* **Directions**
The expected output is every entry, repeated word for word.
Material to process Block Start
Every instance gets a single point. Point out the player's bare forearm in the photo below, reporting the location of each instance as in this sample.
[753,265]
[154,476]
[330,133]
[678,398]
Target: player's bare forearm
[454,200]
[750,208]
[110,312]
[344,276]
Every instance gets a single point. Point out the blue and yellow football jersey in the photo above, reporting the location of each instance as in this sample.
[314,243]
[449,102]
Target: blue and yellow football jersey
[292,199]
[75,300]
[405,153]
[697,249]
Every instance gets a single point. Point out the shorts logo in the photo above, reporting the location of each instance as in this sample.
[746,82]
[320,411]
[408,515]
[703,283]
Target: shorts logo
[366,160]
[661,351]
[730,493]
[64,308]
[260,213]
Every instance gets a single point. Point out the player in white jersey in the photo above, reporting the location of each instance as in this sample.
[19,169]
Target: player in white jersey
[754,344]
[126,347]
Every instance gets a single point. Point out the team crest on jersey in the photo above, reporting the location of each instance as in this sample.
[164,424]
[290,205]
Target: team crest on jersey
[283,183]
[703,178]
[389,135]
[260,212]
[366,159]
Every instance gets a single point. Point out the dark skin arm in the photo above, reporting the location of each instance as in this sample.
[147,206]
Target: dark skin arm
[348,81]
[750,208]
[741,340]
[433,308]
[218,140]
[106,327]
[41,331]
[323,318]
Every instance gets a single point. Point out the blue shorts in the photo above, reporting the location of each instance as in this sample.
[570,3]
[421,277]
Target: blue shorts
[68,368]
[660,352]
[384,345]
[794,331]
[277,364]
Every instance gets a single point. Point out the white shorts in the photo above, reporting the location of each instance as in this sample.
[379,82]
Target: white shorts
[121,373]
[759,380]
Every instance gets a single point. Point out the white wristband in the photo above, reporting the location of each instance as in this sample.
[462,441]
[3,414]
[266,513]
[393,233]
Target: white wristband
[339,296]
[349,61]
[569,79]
Material to process Block End
* **Response below**
Every instance gets a single point. Point out the player's bare forearm in the photo below, reporting the location of each instance as in this sample.
[753,265]
[154,476]
[330,133]
[678,398]
Target: player's bare forearm
[454,200]
[750,208]
[110,312]
[344,276]
Every instance gets a single point. Point out the blue and yellow football jersey in the photo above, reporting the location of each instance as in this sample.
[314,243]
[449,102]
Target: blue and yellow football jersey
[292,199]
[75,300]
[405,153]
[697,249]
Every instance gets a single point. Point out the shorts logo in the photo above, reporting the location of each instance as in this sample.
[746,82]
[320,411]
[408,515]
[703,283]
Target: shorts logo
[366,160]
[661,351]
[730,493]
[64,308]
[260,213]
Every instance gets a single point. Point out the player in white jersey in the photo above, reporting the location of each instance as in this sample.
[19,169]
Target: player in white jersey
[754,344]
[126,347]
Every instance gets a single point. Point out the team crest on jersey in the photo above, reporting the location of each instance as in this sample.
[164,424]
[290,205]
Target: team crest on jersey
[283,183]
[703,178]
[389,135]
[260,212]
[366,159]
Every instance gets a single point. Point out the dark skin arm in the photo above, reporting the location of each instance as in this sample.
[147,206]
Target: dark skin arm
[348,81]
[750,208]
[741,340]
[433,308]
[218,140]
[106,327]
[41,331]
[323,318]
Every instance gets a single point. Point out the blue shorts in the photo above, reporting the location of each instance as in this sample.
[570,3]
[421,277]
Target: blue shorts
[68,368]
[660,352]
[384,345]
[794,331]
[277,364]
Every instance gets a single point. Point out the white shorts in the photo above, reporting the location of each instance as in this sample.
[379,82]
Target: white shorts
[121,373]
[759,380]
Every instance gets a single point. Point out the white wristband in the photo above, reporting the location of each instance as in this sample.
[462,441]
[3,414]
[266,513]
[393,233]
Target: white wristband
[339,296]
[349,61]
[569,79]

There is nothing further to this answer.